[TASK DIRECTIONS] Rewrite the listing below with every "receives" changed to "gets" and all else left as it stands.

— START DATA LINES —

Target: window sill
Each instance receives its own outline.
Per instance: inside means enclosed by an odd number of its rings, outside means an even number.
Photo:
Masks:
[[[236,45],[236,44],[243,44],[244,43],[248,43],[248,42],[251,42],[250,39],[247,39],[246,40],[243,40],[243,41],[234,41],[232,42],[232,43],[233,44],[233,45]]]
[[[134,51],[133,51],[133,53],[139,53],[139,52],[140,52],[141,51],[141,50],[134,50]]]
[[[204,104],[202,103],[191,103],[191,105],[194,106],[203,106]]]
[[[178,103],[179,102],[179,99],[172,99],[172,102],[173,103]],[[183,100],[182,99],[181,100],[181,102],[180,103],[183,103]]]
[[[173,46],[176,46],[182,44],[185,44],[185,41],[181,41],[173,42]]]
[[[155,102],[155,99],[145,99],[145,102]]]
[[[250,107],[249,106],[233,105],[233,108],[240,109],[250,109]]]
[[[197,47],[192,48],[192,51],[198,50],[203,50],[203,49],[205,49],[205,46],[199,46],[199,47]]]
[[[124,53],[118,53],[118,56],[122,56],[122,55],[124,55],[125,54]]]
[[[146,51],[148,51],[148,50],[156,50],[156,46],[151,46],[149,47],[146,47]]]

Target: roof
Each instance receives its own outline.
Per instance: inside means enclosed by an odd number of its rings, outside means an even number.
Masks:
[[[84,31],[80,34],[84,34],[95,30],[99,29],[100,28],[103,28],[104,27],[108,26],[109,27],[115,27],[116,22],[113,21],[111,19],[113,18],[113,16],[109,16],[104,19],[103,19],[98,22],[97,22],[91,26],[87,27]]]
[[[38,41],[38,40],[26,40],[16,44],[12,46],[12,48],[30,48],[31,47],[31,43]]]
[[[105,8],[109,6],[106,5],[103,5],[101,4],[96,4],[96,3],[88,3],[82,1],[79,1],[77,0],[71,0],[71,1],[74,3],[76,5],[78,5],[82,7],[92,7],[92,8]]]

— END DATA LINES —

[COMPLETE RESPONSE]
Target: window sill
Each instance gets its own outline.
Per instance: inside means enclosed by an odd number of its rings, outside means an even number.
Photo:
Masks:
[[[236,45],[236,44],[243,44],[244,43],[248,43],[248,42],[251,42],[250,39],[247,39],[246,40],[243,40],[243,41],[234,41],[232,42],[232,43],[233,44],[233,45]]]
[[[134,51],[133,51],[133,53],[139,53],[139,52],[140,52],[141,51],[141,50],[134,50]]]
[[[204,104],[202,103],[191,103],[191,105],[194,106],[203,106]]]
[[[178,103],[179,102],[179,99],[172,99],[172,102],[173,103]],[[183,100],[182,99],[181,100],[181,102],[180,103],[183,103]]]
[[[173,46],[176,46],[182,44],[185,44],[185,41],[181,41],[173,42]]]
[[[155,102],[155,99],[145,99],[145,102]]]
[[[250,107],[249,106],[233,105],[233,108],[240,109],[250,109]]]
[[[197,47],[192,48],[192,51],[198,50],[203,50],[203,49],[205,49],[205,46],[199,46],[199,47]]]
[[[124,53],[118,53],[118,56],[122,56],[122,55],[124,55],[125,54]]]
[[[146,51],[148,51],[148,50],[156,50],[156,46],[151,46],[149,47],[146,47]]]

Target: roof
Each instance gets its own outline.
Per instance: inside means enclosed by an odd number of its rings, outside means an even number.
Masks:
[[[84,31],[80,34],[84,34],[95,30],[99,29],[100,28],[103,28],[104,27],[108,26],[109,27],[115,27],[116,22],[113,21],[111,19],[113,18],[113,16],[109,16],[104,19],[103,19],[98,22],[97,22],[91,26],[87,27]]]
[[[38,41],[38,40],[26,40],[16,44],[12,46],[12,48],[30,48],[31,47],[31,43]]]
[[[105,8],[109,6],[106,5],[103,5],[101,4],[96,4],[96,3],[88,3],[82,1],[79,1],[77,0],[71,0],[71,1],[74,3],[76,5],[78,5],[82,7],[92,7],[92,8]]]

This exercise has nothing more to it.